## [WORKING DATA]
++++++++++
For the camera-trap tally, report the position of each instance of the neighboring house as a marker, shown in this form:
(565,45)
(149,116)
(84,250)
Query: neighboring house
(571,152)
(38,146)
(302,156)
++++++++++
## [PROBLEM DETAILS]
Please rewrite the listing above, replacing "neighboring house" with "adjacent house" everywhere and leaving everything else as it is.

## [FINAL ANSWER]
For the camera-trap tally, report the position of each instance of the adjacent house as a marker, shown in this form:
(565,45)
(149,116)
(84,250)
Query: adjacent house
(571,152)
(38,146)
(302,156)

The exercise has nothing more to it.